■ What to work on: Return, word for word, the lines of the records from the one containing "tuft with a point." through the last line of the records, including both ends.

■ Recorded information:
-- Begin --

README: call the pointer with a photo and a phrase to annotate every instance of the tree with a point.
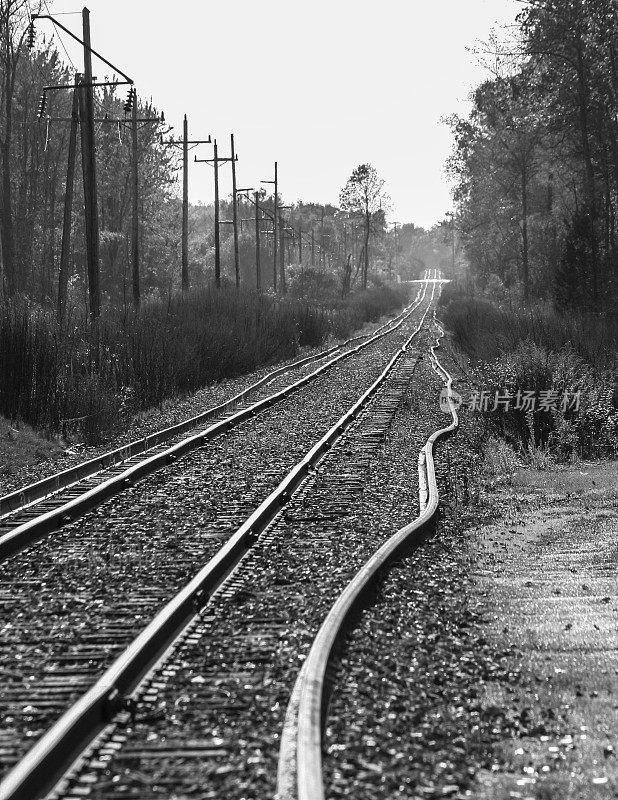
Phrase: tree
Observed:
(364, 195)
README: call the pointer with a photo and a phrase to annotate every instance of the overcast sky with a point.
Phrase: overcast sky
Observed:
(319, 86)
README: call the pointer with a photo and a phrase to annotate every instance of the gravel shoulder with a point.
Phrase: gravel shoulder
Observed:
(547, 567)
(487, 667)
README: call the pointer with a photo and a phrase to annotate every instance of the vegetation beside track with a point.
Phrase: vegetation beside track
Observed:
(88, 381)
(536, 349)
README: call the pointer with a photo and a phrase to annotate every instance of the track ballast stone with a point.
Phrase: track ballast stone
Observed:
(72, 602)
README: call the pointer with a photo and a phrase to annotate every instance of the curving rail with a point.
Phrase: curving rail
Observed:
(37, 772)
(23, 534)
(300, 762)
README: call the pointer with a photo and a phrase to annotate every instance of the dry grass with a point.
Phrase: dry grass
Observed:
(20, 446)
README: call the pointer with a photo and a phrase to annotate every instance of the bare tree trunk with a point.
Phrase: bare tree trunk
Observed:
(366, 267)
(524, 230)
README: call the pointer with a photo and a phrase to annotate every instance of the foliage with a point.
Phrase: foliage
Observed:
(538, 350)
(536, 163)
(133, 360)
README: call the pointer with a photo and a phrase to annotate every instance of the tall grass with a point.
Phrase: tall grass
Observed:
(102, 374)
(537, 350)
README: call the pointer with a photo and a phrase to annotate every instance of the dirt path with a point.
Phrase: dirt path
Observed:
(548, 569)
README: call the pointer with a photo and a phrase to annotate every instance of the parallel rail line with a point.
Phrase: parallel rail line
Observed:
(24, 524)
(86, 718)
(300, 763)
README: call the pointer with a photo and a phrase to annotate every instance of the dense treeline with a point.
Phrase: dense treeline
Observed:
(33, 167)
(76, 369)
(536, 163)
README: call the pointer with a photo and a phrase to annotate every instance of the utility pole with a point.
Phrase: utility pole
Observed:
(134, 205)
(235, 213)
(215, 161)
(185, 205)
(258, 277)
(63, 272)
(86, 107)
(282, 284)
(322, 259)
(184, 144)
(274, 229)
(217, 234)
(85, 103)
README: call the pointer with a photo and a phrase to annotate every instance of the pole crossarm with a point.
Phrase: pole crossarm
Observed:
(88, 47)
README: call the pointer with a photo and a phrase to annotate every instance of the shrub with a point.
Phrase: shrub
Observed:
(93, 378)
(537, 349)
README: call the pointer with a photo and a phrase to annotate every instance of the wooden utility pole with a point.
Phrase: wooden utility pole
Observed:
(184, 144)
(134, 205)
(322, 259)
(86, 109)
(275, 209)
(235, 213)
(217, 234)
(63, 272)
(258, 277)
(215, 161)
(282, 285)
(185, 205)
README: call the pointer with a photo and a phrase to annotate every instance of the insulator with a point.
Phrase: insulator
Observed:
(128, 105)
(42, 106)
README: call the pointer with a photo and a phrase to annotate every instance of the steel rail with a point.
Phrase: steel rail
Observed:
(310, 691)
(58, 748)
(28, 532)
(21, 498)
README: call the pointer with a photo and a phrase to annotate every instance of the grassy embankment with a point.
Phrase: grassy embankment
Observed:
(536, 349)
(131, 361)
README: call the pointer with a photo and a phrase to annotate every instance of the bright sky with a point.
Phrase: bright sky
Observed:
(319, 86)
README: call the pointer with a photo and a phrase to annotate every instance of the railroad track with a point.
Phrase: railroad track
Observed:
(300, 773)
(113, 695)
(47, 505)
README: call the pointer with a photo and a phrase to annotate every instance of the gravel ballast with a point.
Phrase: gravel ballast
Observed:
(73, 601)
(212, 724)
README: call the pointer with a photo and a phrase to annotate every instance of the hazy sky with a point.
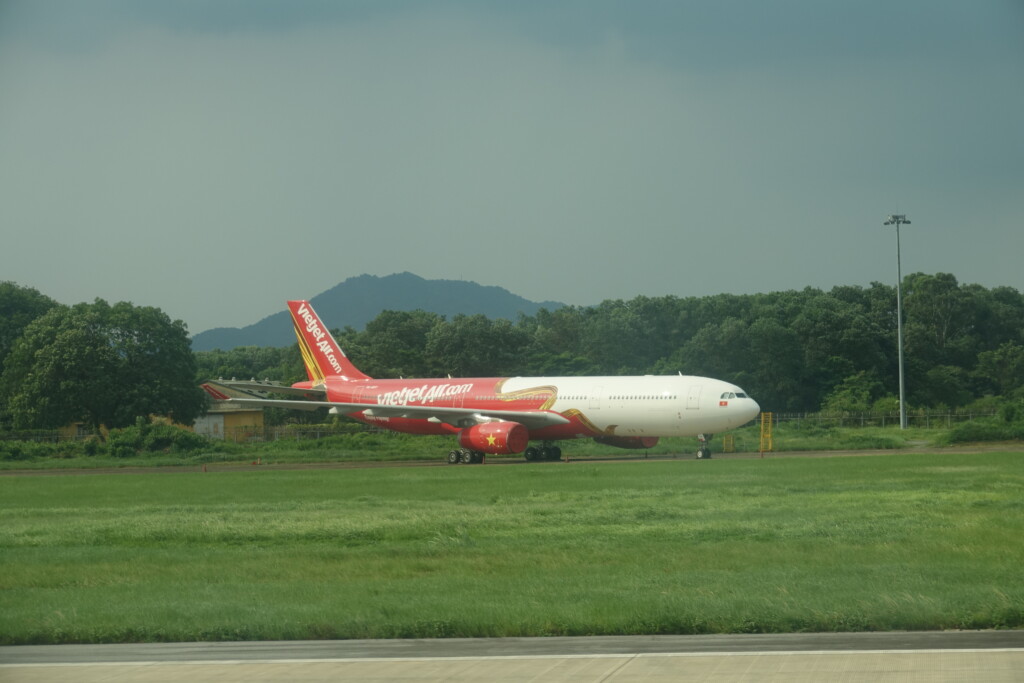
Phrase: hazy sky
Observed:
(214, 159)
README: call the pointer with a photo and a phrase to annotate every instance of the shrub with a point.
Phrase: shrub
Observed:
(150, 437)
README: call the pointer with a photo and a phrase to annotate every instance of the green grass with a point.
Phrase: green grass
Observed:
(775, 545)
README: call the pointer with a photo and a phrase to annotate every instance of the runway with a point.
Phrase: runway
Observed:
(988, 655)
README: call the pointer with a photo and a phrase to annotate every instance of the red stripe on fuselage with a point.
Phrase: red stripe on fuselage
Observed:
(478, 393)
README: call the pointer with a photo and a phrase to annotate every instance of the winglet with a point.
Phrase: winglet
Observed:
(321, 352)
(216, 393)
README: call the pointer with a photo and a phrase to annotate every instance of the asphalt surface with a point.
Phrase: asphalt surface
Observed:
(857, 657)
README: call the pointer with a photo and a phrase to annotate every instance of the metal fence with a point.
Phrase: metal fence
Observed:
(925, 419)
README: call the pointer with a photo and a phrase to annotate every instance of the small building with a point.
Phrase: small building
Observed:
(237, 423)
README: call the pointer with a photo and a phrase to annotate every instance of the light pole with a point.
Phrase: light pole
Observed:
(896, 219)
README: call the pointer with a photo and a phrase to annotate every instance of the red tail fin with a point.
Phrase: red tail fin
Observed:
(321, 352)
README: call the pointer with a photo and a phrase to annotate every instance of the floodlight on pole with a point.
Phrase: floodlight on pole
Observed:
(896, 219)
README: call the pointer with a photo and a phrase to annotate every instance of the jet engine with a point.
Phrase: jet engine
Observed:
(628, 441)
(495, 437)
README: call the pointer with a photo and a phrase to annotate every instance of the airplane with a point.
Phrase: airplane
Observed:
(502, 415)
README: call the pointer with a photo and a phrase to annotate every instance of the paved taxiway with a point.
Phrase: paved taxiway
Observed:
(981, 655)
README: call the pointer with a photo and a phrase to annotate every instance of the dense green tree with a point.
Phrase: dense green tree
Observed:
(792, 350)
(100, 365)
(18, 307)
(477, 346)
(1003, 369)
(394, 343)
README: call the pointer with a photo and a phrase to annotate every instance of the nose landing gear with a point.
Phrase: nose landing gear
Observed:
(704, 449)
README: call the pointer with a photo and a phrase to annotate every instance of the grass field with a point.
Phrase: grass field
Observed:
(776, 545)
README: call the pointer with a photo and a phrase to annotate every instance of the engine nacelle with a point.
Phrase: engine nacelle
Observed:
(628, 441)
(495, 437)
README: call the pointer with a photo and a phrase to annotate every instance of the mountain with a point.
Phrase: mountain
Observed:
(358, 300)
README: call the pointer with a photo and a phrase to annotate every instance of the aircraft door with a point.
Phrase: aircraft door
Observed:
(693, 397)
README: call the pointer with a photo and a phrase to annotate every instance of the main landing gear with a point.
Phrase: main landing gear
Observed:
(704, 447)
(465, 456)
(546, 452)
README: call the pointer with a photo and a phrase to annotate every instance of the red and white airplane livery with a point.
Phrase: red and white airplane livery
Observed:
(502, 415)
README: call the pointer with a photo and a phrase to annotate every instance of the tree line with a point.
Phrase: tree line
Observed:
(794, 351)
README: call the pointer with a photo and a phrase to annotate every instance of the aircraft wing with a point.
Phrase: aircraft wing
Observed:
(454, 416)
(258, 389)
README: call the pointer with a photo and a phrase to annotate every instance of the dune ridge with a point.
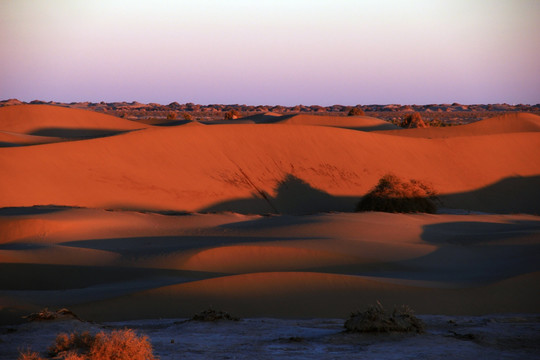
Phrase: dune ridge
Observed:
(47, 119)
(195, 168)
(81, 247)
(503, 124)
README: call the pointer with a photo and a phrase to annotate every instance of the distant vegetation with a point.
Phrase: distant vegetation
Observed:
(376, 320)
(356, 111)
(232, 114)
(394, 195)
(432, 114)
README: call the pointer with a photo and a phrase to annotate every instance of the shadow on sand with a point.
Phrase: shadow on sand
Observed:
(296, 197)
(293, 196)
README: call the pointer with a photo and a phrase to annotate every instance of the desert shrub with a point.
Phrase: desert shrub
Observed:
(121, 345)
(232, 114)
(356, 111)
(376, 319)
(413, 120)
(394, 195)
(71, 343)
(116, 345)
(213, 315)
(29, 355)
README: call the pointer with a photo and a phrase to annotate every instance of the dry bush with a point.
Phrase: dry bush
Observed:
(116, 345)
(356, 111)
(394, 195)
(70, 343)
(413, 120)
(213, 315)
(29, 355)
(121, 345)
(376, 319)
(232, 114)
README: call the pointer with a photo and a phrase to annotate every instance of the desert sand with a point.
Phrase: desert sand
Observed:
(118, 220)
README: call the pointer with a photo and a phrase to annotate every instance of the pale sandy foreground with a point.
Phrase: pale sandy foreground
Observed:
(446, 337)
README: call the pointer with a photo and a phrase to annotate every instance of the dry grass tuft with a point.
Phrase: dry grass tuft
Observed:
(71, 343)
(356, 111)
(121, 345)
(376, 320)
(214, 315)
(29, 355)
(394, 195)
(116, 345)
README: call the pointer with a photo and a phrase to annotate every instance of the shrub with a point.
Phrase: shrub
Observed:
(356, 111)
(393, 195)
(121, 345)
(29, 355)
(69, 343)
(232, 114)
(376, 319)
(413, 120)
(116, 345)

-- End --

■ Expected answer:
README: call the pointer with a photo and a phrase to annotate every instance of the dry grass tuft with a point.
Phrase: dry grass tuft
Observed:
(71, 343)
(356, 111)
(121, 345)
(376, 320)
(214, 315)
(29, 355)
(394, 195)
(116, 345)
README: call the pointer with a photo and a phrase to annotate every instance of the shrub with a point.
Phrase: shrub
Observed:
(356, 111)
(393, 195)
(121, 345)
(29, 355)
(69, 343)
(232, 114)
(376, 319)
(413, 120)
(116, 345)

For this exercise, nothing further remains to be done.